Write out the section of the NREMT study-strategies passage starting at "You are angry." and ending at "you may face.".

Passage shown -

········

Strategies for students waiting to take the NREMT.
You are confused.
You are angry.
You may have been displaced from the classroom and lab. Your dream of becoming an EMT, AEMT, or paramedic by taking the NREMT this May might not be a reality. The Pearson Vue test centers are closed. When they open, the wait to get a test date will likely be long.
It is proven that knowledge deteriorates over time. We want to offer some advice about keeping your knowledge and skills sharp while you get through the remainder of your class and ride out any additional delays you may face.
Our Chief Learning Officer, Dan Limmer, knows a few things about textbooks. He has written several. He says, “Your textbook is a valuable resource, but you should use it properly. Read it and study from it for your quizzes and exams in class.” But then the role of the textbook changes. “If you read your textbook during class, you shouldn’t keep re-reading it. Your book should now be a reference, a support to your ongoing studies.” Your textbook can be used for:
- Looking up words and terms you find in other sources and don’t know.
- Exercises in the textbook that promote thinking and application
- Periodically reviewing high-value topics (e.g., obstetrics, resuscitation, and others)

········

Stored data

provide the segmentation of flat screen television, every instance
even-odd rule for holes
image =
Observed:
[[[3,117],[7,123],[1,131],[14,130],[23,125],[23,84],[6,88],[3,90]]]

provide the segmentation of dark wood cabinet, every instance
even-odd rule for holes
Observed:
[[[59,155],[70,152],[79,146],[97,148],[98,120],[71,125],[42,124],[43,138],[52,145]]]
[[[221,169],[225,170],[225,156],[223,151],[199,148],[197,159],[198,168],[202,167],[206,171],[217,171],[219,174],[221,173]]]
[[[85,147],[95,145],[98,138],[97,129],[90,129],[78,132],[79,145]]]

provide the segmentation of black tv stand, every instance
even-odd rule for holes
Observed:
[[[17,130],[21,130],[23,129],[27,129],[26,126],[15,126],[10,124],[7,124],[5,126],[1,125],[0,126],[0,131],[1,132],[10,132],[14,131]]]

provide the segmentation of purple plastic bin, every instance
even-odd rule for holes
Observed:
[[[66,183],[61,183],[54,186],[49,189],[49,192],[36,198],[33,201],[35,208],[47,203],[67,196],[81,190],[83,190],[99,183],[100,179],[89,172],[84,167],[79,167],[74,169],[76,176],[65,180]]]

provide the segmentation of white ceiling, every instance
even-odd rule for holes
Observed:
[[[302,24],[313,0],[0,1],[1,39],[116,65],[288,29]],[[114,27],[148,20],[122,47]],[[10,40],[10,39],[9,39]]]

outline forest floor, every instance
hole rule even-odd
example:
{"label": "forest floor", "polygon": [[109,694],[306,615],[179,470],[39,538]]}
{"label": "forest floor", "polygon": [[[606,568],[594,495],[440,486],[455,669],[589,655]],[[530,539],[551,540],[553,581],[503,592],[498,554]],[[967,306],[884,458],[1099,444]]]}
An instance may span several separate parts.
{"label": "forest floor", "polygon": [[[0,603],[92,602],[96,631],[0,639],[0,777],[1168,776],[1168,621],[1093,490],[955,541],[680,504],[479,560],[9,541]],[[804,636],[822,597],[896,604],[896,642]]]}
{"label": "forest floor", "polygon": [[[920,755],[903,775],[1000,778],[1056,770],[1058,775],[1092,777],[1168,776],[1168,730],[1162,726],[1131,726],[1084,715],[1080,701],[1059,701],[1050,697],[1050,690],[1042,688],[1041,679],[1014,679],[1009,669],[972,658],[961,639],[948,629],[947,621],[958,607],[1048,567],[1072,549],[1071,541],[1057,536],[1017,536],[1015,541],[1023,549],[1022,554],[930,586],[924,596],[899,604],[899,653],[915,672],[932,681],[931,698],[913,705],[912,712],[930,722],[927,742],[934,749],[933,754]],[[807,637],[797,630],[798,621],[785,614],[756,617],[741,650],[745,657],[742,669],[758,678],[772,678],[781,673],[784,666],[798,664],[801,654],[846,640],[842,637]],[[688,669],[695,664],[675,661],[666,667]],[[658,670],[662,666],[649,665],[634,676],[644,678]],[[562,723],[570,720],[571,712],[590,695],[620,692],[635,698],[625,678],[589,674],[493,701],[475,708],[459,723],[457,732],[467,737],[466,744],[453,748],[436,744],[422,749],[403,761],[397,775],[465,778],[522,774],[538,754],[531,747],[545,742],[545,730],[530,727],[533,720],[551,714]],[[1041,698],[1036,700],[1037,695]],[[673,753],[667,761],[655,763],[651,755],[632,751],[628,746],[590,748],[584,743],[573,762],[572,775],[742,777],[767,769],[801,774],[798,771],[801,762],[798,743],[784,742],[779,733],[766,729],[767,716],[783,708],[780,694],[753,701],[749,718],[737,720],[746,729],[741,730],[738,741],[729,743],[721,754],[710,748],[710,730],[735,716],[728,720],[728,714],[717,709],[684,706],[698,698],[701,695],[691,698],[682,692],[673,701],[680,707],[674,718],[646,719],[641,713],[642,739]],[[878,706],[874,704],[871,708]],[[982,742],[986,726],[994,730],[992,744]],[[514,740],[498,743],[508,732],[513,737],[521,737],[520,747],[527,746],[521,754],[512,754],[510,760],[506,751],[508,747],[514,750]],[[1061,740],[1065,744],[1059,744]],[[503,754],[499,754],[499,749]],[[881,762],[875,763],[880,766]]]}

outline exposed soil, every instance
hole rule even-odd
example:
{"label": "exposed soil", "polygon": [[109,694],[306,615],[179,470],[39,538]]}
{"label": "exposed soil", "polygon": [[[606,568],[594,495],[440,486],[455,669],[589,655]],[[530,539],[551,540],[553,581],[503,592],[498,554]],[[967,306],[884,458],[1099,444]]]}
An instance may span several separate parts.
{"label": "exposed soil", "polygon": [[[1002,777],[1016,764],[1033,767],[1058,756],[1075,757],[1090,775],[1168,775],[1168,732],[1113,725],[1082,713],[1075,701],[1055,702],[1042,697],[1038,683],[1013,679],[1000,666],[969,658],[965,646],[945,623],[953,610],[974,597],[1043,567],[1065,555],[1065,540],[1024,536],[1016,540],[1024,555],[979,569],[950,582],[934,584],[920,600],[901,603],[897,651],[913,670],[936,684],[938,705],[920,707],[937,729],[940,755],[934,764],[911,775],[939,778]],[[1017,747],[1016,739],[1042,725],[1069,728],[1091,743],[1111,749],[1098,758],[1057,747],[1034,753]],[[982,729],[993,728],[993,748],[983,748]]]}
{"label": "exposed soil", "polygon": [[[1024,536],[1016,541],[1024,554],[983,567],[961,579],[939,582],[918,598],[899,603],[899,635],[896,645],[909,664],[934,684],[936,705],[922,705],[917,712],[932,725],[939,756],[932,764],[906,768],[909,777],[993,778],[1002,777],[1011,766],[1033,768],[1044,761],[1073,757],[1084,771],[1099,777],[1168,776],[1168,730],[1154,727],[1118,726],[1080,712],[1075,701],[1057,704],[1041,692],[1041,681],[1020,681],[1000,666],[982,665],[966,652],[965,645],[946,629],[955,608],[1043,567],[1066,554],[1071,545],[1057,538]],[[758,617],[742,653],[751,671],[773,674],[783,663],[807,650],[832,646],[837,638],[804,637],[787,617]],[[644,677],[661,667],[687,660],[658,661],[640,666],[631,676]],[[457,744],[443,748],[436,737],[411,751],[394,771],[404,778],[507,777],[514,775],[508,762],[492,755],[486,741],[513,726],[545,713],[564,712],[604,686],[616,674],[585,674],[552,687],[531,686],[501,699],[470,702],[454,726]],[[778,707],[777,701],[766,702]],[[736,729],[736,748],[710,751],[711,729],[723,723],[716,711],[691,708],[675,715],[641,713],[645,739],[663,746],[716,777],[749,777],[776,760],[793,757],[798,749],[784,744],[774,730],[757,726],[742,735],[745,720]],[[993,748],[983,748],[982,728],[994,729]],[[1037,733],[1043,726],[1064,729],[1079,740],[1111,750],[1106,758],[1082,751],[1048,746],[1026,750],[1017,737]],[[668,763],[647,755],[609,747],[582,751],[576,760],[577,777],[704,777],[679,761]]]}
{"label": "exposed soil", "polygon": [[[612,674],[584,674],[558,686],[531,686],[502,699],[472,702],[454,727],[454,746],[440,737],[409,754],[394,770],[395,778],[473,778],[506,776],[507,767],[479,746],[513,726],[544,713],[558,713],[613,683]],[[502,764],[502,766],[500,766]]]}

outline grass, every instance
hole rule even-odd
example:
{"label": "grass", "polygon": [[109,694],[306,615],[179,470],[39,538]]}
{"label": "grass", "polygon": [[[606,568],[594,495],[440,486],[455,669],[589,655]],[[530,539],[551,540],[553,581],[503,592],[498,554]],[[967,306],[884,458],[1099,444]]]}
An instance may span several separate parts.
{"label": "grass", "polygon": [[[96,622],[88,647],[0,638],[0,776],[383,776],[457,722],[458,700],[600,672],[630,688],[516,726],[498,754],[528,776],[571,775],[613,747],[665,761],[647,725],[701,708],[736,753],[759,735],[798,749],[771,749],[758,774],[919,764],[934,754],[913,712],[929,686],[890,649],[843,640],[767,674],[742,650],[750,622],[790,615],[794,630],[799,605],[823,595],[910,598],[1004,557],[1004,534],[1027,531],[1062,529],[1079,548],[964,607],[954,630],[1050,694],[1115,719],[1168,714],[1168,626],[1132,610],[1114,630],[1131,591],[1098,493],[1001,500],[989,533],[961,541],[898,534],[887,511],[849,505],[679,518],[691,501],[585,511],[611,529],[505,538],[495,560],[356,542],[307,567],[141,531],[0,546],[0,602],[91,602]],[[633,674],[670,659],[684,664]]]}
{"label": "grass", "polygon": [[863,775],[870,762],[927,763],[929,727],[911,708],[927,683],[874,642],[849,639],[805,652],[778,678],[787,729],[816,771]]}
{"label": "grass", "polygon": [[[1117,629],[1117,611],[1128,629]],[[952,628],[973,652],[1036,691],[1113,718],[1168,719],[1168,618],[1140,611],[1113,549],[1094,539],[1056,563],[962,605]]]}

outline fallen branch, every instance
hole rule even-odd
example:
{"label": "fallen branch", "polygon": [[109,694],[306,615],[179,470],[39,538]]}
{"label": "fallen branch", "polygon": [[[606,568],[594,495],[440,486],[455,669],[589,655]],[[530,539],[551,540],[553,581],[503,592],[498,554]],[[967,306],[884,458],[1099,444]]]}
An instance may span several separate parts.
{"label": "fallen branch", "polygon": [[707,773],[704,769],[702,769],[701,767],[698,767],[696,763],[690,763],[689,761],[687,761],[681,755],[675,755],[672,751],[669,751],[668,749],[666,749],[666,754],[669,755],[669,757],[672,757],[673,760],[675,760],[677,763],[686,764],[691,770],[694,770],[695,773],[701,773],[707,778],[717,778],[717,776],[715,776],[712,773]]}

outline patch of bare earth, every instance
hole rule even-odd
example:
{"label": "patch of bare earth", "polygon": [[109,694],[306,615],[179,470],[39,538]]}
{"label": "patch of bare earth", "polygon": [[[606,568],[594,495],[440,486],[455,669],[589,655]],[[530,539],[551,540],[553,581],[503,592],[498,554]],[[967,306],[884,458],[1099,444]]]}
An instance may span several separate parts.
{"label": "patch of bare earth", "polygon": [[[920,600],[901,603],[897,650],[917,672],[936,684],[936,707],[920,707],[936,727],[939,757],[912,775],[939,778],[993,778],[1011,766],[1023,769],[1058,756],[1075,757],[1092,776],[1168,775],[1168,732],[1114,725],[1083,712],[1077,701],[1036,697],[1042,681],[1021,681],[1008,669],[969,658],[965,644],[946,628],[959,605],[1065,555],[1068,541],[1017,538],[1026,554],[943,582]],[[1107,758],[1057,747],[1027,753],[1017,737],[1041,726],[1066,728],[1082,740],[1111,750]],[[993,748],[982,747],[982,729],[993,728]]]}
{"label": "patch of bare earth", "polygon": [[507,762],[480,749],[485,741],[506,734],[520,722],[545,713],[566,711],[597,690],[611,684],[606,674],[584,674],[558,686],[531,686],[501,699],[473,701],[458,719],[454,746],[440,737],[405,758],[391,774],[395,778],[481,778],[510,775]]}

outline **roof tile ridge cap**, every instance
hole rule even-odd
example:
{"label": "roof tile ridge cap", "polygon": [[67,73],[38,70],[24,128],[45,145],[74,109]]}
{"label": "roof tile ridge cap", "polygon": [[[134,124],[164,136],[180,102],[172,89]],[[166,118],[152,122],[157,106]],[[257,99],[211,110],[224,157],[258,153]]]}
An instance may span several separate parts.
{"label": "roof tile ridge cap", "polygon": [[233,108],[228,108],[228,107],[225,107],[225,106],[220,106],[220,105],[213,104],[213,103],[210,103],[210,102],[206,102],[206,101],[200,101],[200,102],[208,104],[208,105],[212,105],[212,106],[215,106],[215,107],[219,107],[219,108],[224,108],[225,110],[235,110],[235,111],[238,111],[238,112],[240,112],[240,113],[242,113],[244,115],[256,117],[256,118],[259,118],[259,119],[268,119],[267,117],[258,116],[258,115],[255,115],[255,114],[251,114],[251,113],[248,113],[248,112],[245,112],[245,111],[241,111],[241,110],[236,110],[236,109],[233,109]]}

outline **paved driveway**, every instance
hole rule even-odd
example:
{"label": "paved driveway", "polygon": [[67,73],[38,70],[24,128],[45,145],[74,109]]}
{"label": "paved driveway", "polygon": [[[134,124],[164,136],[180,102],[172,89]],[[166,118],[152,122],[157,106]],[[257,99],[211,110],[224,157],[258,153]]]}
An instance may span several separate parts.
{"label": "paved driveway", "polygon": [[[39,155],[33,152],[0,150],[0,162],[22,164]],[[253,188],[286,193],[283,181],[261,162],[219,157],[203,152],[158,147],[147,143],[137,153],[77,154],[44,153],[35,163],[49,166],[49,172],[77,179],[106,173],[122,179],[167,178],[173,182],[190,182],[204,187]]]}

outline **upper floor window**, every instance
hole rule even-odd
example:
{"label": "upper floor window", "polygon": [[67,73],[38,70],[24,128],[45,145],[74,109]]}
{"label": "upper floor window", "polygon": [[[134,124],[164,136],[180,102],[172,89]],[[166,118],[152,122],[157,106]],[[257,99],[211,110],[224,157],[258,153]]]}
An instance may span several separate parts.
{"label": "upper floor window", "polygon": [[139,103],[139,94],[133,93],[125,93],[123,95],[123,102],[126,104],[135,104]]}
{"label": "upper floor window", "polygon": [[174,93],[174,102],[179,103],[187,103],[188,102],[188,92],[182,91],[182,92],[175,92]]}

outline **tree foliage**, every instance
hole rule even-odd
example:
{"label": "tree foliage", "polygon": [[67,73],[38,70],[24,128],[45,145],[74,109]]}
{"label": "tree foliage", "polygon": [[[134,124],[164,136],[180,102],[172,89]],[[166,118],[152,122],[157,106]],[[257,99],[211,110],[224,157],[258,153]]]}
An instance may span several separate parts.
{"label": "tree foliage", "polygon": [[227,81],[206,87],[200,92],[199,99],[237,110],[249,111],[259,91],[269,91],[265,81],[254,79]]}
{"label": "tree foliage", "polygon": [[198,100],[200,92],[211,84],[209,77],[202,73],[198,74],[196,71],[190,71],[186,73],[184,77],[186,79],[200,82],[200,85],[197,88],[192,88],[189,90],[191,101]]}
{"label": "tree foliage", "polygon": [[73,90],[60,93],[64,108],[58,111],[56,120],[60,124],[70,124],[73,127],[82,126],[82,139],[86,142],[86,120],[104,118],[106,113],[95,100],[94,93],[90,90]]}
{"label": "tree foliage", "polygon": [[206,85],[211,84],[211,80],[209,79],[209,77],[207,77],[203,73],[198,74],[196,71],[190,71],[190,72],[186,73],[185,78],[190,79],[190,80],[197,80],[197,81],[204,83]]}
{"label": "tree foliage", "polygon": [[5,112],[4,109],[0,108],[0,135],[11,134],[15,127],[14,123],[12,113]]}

········

Solution -
You are angry.
You may have been displaced from the classroom and lab. Your dream of becoming an EMT, AEMT, or paramedic by taking the NREMT this May might not be a reality. The Pearson Vue test centers are closed. When they open, the wait to get a test date will likely be long.
It is proven that knowledge deteriorates over time. We want to offer some advice about keeping your knowledge and skills sharp while you get through the remainder of your class and ride out any additional delays you may face.